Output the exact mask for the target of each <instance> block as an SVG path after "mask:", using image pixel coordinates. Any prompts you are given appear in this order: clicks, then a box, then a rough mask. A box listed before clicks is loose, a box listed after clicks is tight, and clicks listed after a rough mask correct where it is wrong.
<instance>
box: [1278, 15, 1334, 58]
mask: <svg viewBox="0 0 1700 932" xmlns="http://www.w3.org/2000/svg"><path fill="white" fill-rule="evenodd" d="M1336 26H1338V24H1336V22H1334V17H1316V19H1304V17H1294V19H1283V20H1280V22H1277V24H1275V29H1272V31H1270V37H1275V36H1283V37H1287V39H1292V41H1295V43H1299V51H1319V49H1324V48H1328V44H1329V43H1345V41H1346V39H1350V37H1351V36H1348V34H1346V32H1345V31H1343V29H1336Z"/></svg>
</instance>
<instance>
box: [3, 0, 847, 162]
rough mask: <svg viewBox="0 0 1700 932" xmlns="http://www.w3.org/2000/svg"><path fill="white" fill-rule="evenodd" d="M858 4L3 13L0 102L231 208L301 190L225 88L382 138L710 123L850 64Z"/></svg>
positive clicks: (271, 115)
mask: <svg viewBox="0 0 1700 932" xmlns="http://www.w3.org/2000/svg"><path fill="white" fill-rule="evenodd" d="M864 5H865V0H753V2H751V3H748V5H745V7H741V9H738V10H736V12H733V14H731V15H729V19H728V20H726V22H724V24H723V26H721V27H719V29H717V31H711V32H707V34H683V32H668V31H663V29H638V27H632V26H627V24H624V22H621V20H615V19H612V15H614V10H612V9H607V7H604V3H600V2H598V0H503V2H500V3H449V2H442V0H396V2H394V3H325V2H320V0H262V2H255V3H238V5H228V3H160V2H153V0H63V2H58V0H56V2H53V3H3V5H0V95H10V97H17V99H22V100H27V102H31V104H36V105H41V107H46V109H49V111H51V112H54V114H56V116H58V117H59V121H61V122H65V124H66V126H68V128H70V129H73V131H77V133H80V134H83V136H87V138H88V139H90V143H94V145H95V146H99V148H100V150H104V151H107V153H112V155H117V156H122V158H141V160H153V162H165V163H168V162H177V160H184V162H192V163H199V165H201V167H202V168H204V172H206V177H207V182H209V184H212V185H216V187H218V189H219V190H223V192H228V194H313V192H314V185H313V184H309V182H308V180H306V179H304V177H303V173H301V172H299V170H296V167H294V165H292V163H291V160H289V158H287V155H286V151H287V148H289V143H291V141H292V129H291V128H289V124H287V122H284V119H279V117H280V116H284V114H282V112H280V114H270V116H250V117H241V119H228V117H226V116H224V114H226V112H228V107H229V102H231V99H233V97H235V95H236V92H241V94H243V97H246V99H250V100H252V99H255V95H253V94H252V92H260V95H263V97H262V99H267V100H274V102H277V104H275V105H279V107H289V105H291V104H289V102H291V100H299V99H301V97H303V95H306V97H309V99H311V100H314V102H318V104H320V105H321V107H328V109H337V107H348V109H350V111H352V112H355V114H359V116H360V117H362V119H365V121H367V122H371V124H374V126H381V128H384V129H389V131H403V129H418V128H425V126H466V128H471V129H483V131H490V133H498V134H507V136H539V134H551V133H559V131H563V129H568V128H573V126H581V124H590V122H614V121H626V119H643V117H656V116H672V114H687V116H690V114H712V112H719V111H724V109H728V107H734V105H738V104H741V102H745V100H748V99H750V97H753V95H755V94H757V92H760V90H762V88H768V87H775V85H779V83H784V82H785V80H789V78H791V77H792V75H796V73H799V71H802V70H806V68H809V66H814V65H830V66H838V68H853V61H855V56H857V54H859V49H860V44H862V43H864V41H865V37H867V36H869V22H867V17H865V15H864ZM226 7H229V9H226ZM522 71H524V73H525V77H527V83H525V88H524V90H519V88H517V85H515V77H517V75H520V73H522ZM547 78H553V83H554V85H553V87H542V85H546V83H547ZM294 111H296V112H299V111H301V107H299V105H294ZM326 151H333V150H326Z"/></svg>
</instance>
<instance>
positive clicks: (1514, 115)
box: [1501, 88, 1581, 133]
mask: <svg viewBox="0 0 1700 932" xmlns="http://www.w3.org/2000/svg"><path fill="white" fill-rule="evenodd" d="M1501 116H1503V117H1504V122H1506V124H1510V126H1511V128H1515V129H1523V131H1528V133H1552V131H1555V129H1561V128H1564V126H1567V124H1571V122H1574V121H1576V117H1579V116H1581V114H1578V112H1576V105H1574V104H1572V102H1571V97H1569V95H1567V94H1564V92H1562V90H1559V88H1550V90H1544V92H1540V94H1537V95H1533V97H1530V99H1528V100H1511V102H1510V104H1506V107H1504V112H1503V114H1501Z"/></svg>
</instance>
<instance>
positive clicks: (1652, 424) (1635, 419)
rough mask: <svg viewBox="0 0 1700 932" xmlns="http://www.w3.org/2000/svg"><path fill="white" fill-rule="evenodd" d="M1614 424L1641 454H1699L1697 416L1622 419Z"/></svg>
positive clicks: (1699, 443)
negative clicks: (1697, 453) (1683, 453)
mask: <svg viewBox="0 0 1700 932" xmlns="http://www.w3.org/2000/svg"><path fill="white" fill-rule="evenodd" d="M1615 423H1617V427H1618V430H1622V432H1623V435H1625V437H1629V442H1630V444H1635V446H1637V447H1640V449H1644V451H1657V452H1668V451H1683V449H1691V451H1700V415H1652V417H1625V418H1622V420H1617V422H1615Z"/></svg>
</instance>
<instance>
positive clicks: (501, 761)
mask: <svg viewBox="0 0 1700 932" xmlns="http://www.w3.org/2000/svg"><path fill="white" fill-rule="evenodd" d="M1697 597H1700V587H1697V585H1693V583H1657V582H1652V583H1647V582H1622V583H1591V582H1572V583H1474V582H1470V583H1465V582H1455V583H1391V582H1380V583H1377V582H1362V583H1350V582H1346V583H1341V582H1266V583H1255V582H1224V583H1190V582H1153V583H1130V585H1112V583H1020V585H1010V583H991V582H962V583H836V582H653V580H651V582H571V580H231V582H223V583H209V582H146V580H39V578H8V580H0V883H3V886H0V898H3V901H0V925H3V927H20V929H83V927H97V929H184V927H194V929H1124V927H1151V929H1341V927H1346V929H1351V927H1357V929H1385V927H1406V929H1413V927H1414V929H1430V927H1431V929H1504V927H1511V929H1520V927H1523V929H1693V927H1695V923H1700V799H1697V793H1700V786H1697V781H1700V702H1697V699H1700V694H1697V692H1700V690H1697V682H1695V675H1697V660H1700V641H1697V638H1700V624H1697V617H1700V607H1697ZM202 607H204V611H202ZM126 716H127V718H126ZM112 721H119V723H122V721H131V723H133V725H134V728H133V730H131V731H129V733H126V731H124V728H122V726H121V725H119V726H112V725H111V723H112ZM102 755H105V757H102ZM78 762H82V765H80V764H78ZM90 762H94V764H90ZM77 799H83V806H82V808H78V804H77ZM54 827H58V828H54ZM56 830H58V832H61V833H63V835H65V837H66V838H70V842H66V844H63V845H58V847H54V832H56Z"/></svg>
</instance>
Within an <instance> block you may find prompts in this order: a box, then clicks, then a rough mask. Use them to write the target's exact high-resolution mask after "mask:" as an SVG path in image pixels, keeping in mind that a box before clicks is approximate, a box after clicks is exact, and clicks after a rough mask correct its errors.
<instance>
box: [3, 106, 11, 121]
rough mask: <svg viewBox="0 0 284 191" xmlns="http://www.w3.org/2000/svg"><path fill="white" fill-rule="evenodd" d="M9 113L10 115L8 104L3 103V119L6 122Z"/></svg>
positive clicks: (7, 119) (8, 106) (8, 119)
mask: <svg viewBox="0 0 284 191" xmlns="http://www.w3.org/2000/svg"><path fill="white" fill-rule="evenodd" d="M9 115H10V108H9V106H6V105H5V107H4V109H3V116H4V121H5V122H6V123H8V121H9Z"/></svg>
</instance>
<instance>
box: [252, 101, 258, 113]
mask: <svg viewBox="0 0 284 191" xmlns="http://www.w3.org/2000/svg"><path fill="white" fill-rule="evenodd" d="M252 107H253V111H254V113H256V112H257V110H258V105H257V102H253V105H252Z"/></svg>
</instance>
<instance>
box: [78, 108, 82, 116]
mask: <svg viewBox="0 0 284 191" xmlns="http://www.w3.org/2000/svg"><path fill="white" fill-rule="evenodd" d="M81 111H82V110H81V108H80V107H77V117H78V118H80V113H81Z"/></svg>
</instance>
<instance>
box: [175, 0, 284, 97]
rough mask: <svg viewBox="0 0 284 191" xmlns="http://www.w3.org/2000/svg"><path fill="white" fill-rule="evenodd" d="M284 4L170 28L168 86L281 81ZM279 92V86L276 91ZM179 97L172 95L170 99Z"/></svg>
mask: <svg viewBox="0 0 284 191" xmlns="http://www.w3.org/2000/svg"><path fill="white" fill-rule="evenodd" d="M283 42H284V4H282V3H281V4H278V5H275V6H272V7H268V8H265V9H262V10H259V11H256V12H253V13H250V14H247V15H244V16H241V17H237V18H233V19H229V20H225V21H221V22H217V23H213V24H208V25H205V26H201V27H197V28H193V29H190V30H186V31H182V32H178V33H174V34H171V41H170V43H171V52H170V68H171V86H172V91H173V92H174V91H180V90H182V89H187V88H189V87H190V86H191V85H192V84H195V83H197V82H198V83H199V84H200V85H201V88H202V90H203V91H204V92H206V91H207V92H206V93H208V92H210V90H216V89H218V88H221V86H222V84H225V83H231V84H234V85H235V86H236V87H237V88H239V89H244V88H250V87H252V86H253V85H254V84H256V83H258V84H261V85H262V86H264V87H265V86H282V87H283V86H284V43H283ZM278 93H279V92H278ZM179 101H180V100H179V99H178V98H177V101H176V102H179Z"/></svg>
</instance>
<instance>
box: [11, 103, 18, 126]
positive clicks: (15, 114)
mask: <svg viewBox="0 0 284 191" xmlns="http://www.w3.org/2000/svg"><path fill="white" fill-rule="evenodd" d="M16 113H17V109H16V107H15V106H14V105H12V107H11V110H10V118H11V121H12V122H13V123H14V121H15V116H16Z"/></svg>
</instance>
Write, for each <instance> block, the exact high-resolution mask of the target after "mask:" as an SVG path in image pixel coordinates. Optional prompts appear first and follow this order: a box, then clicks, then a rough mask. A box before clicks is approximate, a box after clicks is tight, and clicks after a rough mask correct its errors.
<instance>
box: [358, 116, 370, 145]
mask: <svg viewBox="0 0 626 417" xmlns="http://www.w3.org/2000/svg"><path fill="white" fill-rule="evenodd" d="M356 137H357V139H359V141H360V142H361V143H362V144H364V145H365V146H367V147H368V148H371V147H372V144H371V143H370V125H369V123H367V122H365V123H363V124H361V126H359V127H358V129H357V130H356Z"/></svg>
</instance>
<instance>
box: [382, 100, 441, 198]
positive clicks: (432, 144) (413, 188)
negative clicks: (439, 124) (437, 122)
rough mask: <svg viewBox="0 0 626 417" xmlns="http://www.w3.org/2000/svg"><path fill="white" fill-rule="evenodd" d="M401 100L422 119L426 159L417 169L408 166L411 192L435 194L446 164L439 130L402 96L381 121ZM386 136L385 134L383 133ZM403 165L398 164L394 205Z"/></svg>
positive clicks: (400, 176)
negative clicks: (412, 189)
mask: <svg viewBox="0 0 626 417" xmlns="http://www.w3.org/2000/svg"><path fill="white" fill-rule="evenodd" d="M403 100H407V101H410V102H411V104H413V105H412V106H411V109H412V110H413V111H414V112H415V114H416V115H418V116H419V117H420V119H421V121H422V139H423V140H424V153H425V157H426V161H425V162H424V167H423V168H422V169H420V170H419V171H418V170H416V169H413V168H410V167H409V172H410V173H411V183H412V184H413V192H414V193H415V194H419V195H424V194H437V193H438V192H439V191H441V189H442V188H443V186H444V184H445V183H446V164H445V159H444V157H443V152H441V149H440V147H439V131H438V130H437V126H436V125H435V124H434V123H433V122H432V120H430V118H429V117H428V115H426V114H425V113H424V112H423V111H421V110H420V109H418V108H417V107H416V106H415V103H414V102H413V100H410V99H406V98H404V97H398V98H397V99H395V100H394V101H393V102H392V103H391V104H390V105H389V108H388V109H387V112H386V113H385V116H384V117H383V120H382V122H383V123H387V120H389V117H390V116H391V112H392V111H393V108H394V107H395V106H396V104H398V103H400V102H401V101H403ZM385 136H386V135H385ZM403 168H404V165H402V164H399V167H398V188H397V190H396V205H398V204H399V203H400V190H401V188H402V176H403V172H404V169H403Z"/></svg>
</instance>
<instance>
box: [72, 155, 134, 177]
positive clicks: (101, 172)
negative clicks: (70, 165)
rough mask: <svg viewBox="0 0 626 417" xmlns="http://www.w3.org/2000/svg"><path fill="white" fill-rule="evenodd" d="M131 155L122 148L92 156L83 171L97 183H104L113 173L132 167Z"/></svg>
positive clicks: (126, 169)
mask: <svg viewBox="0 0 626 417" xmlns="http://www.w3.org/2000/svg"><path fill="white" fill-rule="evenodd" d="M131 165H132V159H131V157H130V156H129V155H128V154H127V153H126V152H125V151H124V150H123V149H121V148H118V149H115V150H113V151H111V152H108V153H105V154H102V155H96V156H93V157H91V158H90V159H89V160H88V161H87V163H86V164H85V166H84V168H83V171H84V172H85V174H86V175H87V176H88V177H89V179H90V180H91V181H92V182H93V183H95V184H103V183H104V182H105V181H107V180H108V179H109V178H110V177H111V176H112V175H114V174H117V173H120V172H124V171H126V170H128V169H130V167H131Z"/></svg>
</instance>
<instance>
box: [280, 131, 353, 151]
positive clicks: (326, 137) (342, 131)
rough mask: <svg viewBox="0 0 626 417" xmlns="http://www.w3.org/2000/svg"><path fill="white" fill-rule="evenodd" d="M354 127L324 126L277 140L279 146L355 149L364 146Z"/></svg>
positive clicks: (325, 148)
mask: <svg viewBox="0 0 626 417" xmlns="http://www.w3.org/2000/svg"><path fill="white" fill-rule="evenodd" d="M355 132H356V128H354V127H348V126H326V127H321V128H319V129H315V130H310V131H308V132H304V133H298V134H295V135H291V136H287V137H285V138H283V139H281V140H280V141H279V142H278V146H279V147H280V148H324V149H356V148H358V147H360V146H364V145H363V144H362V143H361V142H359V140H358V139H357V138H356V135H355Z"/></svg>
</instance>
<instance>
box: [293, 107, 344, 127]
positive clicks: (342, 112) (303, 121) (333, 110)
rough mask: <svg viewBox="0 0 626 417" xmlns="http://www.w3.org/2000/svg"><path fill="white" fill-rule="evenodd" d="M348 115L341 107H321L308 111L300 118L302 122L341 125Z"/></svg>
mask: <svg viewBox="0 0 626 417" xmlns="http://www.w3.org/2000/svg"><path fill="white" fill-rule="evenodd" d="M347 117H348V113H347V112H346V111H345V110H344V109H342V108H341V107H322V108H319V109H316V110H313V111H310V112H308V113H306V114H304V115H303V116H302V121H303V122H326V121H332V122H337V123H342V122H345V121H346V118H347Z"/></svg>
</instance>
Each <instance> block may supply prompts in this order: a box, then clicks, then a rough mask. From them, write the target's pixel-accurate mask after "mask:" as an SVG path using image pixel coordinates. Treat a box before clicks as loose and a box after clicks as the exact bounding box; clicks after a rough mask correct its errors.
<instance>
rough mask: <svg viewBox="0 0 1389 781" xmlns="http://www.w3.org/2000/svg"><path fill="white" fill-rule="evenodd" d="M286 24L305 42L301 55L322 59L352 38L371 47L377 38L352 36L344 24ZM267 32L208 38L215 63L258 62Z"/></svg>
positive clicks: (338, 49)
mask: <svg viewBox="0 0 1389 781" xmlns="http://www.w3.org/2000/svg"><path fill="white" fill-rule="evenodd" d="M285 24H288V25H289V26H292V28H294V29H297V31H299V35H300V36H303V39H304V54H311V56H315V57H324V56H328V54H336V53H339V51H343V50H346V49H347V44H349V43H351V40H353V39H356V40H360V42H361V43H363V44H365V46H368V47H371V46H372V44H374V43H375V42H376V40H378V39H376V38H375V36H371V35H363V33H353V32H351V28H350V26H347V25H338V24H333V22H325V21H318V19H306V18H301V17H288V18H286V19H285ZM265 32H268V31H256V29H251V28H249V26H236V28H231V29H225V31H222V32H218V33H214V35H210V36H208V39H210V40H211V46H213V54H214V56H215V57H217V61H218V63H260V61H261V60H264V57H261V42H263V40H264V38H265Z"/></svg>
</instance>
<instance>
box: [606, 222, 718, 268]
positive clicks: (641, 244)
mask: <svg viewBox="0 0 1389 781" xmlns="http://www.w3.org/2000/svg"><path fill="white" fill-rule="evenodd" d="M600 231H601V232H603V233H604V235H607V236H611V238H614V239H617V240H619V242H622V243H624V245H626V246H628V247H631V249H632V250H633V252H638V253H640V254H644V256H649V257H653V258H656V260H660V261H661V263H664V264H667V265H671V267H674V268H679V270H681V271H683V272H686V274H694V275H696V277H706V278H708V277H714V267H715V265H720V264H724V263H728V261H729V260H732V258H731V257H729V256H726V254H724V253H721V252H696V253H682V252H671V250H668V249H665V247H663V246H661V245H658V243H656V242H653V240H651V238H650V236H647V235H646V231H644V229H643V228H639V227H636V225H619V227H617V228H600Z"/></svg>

• • • •

Request:
Report each line of the records that contains the string "them", copying every such line in full.

Written answer:
Within an <instance> block you may find prompts in this order: a box, then clicks, then a rough mask. Use them to write the target's exact high-resolution mask after "mask:" as an SVG path in image pixels, keeping in mind that a box before clicks is approximate, a box after clicks is exact, and clicks after a rough mask correct its errors.
Each <instance> block may supply prompts in this order: a box, then clicks, then a rough mask. From them, write the target's pixel-accurate mask after "mask:" as an SVG path using image pixel coordinates. Treat a box before clicks as loose and a box after clicks as the exact bounding box; clicks after a rough mask correct its errors.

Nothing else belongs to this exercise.